* **RECORDS SUPPLIED**:
"""
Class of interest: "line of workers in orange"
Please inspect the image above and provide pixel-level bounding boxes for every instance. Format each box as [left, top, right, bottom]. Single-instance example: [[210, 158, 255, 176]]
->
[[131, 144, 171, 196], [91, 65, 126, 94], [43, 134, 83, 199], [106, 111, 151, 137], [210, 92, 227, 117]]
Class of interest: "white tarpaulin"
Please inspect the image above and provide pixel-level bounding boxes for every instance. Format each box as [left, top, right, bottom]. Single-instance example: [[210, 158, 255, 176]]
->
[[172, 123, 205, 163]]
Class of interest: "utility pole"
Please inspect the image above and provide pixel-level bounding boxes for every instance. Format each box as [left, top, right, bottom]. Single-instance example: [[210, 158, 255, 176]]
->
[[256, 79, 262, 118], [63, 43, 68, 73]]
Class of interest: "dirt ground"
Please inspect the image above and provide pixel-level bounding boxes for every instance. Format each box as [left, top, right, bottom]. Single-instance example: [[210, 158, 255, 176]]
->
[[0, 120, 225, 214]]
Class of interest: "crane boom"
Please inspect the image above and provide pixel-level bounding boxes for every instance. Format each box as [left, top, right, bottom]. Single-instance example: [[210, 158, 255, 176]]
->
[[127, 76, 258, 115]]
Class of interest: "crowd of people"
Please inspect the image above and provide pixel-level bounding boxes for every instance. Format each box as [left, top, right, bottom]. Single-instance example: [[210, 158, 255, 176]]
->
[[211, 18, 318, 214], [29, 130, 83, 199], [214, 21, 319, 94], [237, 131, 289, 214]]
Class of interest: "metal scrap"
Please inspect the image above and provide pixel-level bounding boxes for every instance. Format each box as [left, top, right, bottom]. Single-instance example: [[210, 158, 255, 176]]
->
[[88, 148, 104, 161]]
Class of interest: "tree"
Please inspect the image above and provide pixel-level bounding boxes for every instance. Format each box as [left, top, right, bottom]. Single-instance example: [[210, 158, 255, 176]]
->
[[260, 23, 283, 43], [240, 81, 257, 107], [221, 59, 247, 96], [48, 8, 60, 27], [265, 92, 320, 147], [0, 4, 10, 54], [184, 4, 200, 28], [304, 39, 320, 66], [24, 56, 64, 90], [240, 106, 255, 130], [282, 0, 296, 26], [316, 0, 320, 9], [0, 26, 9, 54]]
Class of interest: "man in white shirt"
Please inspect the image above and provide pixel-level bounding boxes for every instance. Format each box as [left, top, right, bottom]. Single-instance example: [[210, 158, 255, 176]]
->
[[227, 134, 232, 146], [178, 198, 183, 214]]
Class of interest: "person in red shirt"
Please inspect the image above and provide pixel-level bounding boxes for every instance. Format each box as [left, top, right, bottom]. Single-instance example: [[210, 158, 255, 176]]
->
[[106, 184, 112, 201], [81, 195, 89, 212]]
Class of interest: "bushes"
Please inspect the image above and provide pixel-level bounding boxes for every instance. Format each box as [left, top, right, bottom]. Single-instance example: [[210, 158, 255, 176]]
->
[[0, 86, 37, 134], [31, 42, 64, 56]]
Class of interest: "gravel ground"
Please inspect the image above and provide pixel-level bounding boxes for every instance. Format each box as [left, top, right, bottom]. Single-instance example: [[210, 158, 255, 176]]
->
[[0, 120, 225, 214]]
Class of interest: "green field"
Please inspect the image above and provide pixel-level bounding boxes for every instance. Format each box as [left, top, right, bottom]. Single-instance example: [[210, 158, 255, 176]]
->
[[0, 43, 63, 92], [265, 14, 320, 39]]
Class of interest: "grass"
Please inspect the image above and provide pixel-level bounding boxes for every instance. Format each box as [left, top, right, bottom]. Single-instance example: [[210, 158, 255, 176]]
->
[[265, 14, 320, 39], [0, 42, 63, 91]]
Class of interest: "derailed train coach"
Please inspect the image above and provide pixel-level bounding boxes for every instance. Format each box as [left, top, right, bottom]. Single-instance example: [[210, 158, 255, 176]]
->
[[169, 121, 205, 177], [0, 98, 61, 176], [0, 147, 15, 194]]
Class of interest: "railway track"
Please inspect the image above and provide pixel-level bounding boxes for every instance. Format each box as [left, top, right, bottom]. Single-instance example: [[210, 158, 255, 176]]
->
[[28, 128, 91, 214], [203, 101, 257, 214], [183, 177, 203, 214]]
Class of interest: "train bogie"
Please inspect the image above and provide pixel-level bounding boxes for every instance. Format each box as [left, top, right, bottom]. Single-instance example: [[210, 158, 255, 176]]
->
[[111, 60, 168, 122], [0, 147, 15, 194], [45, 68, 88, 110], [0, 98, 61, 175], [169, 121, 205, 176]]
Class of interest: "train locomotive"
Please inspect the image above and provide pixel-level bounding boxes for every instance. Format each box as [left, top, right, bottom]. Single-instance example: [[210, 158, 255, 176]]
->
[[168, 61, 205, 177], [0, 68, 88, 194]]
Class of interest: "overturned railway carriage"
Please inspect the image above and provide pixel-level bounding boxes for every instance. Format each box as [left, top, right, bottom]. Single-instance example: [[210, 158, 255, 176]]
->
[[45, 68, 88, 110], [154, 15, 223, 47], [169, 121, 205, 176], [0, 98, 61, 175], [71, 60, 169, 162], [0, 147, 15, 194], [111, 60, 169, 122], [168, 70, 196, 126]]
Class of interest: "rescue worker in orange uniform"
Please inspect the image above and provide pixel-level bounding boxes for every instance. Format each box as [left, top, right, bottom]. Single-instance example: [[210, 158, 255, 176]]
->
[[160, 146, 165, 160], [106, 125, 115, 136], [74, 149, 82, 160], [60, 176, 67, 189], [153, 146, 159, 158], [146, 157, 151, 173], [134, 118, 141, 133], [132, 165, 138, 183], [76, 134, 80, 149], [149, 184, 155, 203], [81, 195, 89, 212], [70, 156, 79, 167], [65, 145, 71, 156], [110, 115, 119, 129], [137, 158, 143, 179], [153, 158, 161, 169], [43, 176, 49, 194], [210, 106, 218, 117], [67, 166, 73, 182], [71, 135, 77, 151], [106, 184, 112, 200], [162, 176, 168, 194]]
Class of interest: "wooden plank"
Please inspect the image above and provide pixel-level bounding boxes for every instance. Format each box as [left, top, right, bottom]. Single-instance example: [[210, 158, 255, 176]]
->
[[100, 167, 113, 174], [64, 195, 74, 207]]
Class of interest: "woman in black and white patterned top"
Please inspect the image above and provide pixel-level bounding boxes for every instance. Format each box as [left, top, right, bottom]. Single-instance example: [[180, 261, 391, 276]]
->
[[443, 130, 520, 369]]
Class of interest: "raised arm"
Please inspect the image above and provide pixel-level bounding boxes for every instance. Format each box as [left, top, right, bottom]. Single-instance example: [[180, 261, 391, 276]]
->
"""
Reproduce all of the entries above word for word, without changing a single character.

* **FINISHED EXERCISE**:
Class of interest: "line of workers in orange"
Please inspect the image above and provide pixel-level bounding boxes for every instance. Format each box as [left, top, right, bottom]. Single-instance example: [[210, 158, 255, 176]]
->
[[131, 144, 171, 196], [91, 65, 126, 94], [43, 134, 83, 199], [106, 111, 151, 137], [210, 92, 227, 117]]
Class of interest: "white tarpaulin"
Please inspect the image above and provide pixel-level bounding boxes for every instance. Format each box as [left, top, right, bottom]. Single-instance example: [[210, 158, 255, 176]]
->
[[172, 123, 205, 163]]
Class of interest: "utility pole"
Please inspect the image above and provide pixel-level bounding boxes for every instance. Format each box as [left, top, right, bottom]. Single-instance example: [[210, 158, 255, 176]]
->
[[256, 79, 262, 118], [63, 43, 68, 73]]
Class of interest: "dirt ground"
Please inspect the image above and provide pixel-level bounding boxes for every instance. Format each box as [left, top, right, bottom]. Single-instance example: [[210, 158, 255, 176]]
->
[[0, 120, 225, 214]]
Class of interest: "crane boom"
Please inspect the image above and provide pixel-level bounding boxes for every instance. Format each box as [left, top, right, bottom]. Single-instance example: [[210, 158, 255, 176]]
->
[[127, 76, 258, 115]]
Class of interest: "crowd of people"
Please inspect the image above and provide pixel-level bounding boxes for every instance. Format each box as [left, top, right, bottom]. Single-instance example: [[210, 158, 255, 176]]
->
[[211, 18, 318, 214], [29, 130, 83, 199], [214, 21, 319, 94], [237, 131, 289, 214]]
Class of interest: "metal scrap"
Please inspect the image above and provide pixel-level bounding boxes for every instance. Format each box as [left, top, right, bottom]. Single-instance example: [[210, 158, 255, 176]]
->
[[88, 148, 104, 161]]
Class of interest: "tree"
Please inspect the image above and provide pixel-level bounding boxes for every instance. Format each box as [left, top, right, bottom]. Single-instance example: [[210, 158, 255, 176]]
->
[[260, 23, 283, 43], [240, 81, 257, 107], [221, 59, 247, 96], [48, 8, 60, 27], [265, 92, 320, 147], [0, 4, 10, 54], [184, 4, 200, 28], [304, 39, 320, 66], [24, 56, 64, 90], [240, 106, 255, 130], [282, 0, 296, 26], [316, 0, 320, 9], [0, 26, 9, 54]]
Class of interest: "man in white shirt"
Please inspect the image above and provide pixel-level bounding boxes for every instance. Format each box as [left, top, right, bottom]. Single-instance example: [[210, 158, 255, 176]]
->
[[227, 134, 232, 146], [178, 198, 183, 214]]
Class of interest: "person in red shirt"
Please inspect the image above and provide pixel-level bounding boxes for every instance. Format each box as [left, top, right, bottom]. Single-instance example: [[210, 158, 255, 176]]
->
[[106, 184, 112, 201], [81, 195, 89, 212]]
Class of interest: "bushes"
Please inspect the image above and provide pixel-level bounding boxes for every instance. Format each box as [left, top, right, bottom]. Single-instance example: [[210, 158, 255, 176]]
->
[[0, 86, 37, 134], [31, 42, 64, 56]]
Class of interest: "gravel ground"
Please inspect the image above and provide pixel-level bounding boxes for every instance. Format each box as [left, top, right, bottom]. Single-instance example: [[210, 158, 255, 176]]
->
[[0, 120, 225, 214]]
Class of interest: "green field"
Please inspect the image above and provide pixel-level bounding boxes for every instance. Format each box as [left, top, right, bottom]. Single-instance example: [[210, 158, 255, 176]]
->
[[0, 43, 63, 92], [265, 14, 320, 39]]
Class of interest: "grass"
Please inspect the image above and provide pixel-level bounding boxes for every instance. Format each box as [left, top, right, bottom]. Single-instance example: [[210, 158, 255, 176]]
->
[[265, 14, 320, 39], [0, 42, 63, 91]]
Class of interest: "derailed train coach"
Please inspect the image above and provide pixel-level bounding boxes for every instance. Format each box as [left, top, right, bottom]. Single-instance example: [[210, 158, 255, 176]]
->
[[169, 121, 205, 177], [0, 98, 61, 176], [0, 147, 15, 194]]
Class of interest: "railway track"
Please inspect the image above and provide pixel-level bounding boxes for every instance. Format each box as [left, top, right, bottom]. Single-instance example: [[210, 158, 255, 176]]
->
[[28, 128, 91, 214], [203, 101, 257, 214], [183, 177, 203, 214]]
Class of interest: "train bogie"
Please inspect the image above and provide pixel-level bounding boxes for every instance. Format each box as [left, top, right, bottom]. Single-instance example: [[210, 158, 255, 176]]
->
[[111, 60, 168, 122], [0, 147, 15, 194], [45, 68, 88, 110], [0, 98, 61, 175], [169, 121, 205, 176]]
Class of interest: "train locomotive"
Please inspect the image above and provide pixel-level bounding boxes for every instance. Format each box as [left, top, right, bottom]. Single-instance example: [[210, 158, 255, 176]]
->
[[168, 61, 205, 177], [0, 68, 88, 194]]
Class of interest: "overturned railway carriage"
Please inspect the image above and provide pixel-level bounding boxes for every instance. Format each box as [left, top, right, bottom]. Single-instance example: [[210, 158, 255, 176]]
->
[[45, 68, 88, 110], [154, 15, 223, 47], [169, 121, 205, 176], [0, 98, 61, 175], [71, 60, 169, 162], [0, 147, 15, 194], [111, 60, 169, 122], [168, 70, 196, 126]]
Class of interest: "rescue worker in orange uniform"
Please inspect the image above and provide pixel-level bounding boxes for every instance. Format each box as [left, top, right, bottom]. Single-instance example: [[210, 158, 255, 176]]
->
[[160, 146, 165, 160], [106, 125, 115, 136], [74, 149, 82, 160], [60, 176, 67, 189], [153, 146, 159, 158], [146, 157, 151, 173], [134, 118, 141, 133], [132, 165, 138, 183], [76, 134, 80, 149], [149, 184, 155, 203], [81, 195, 89, 212], [70, 156, 79, 167], [65, 145, 71, 156], [110, 115, 119, 129], [137, 158, 143, 179], [153, 158, 161, 169], [43, 176, 49, 194], [210, 106, 218, 117], [67, 166, 73, 182], [71, 135, 77, 151], [106, 184, 112, 200], [162, 176, 168, 194]]
Class of interest: "wooden plank"
Please inspect the image above and provide pixel-level bounding boxes for every instance. Format each box as [left, top, right, bottom]. Single-instance example: [[210, 158, 255, 176]]
->
[[100, 167, 113, 174], [64, 195, 74, 207]]
Class of interest: "woman in black and white patterned top"
Please inspect the image above and provide pixel-level bounding boxes for every instance. Format each box as [left, top, right, bottom]. Single-instance example: [[180, 261, 391, 276]]
->
[[443, 130, 520, 369]]
Class of interest: "raised arm"
Please inspect the image above and provide pixel-level bounding boxes for every instance. Format each box as [left, top, right, bottom]. Single-instance example: [[180, 261, 391, 276]]
->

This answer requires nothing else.